Prompt: Can you carry on the instructions for collecting urine samples from dogs and cats, starting right after their last line?

Slide a clean, dry ladle under the dog as posturing for urination begins to collect the sample. Pour the urine into a clean, dry, preferably covered container. Refrigerate sample if you are unable to bring it to the office within a few hours.
Thoroughly clean and dry your cat's litterbox. It is helpful to use a liner as well. Place some unpopped popcorn kernels in the box. When your cat urinates, pour the urine into a clean, dry container. This is NOT an ideal sample since there is a large chance of contamination but it often can give us some useful information. Refrigerate sample if you are unable to bring it to the office within a few hours.
If you can't catch a sample...

Information:

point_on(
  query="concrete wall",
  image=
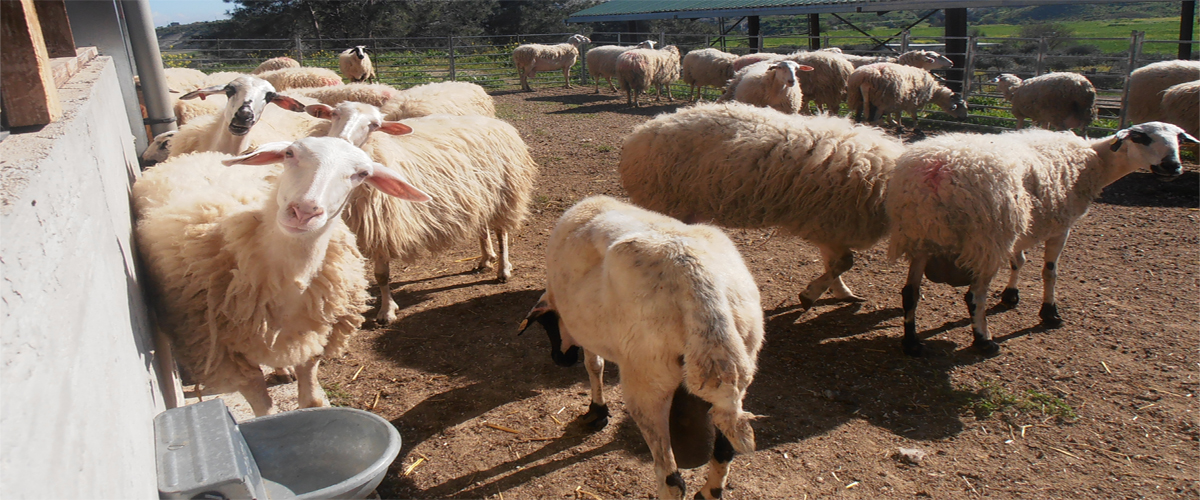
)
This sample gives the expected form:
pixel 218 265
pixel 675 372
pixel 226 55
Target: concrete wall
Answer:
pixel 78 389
* * *
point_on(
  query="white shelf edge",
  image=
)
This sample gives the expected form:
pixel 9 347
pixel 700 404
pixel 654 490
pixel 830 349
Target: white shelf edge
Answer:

Reply:
One of our veterinarians can often obtain a urine sample by cystocentesis, which is the process of withdrawing urine directly from the bladder. If you anticipate using this technique it is best not to let your dog urinate for a couple of hours prior to the visit and to try to avoid any temptation to urinate on the way into the office. It doesn't take long to get a sample if there is urine in the bladder. Samples taken in this manner can be used for culture (to check for bacteria in the urinary tract) and are usually better for determining if there are abnormal cells in the urine when it is in the bladder since it doesn't pass through the urethra and vagina prior to being collected. Sometimes the bladder is too small to get a sample this way and we may need to keep your pet for a few hours to allow the bladder to fill. The procedure does not seem to be very painful (just the needle stick) and most dogs tolerate it very well.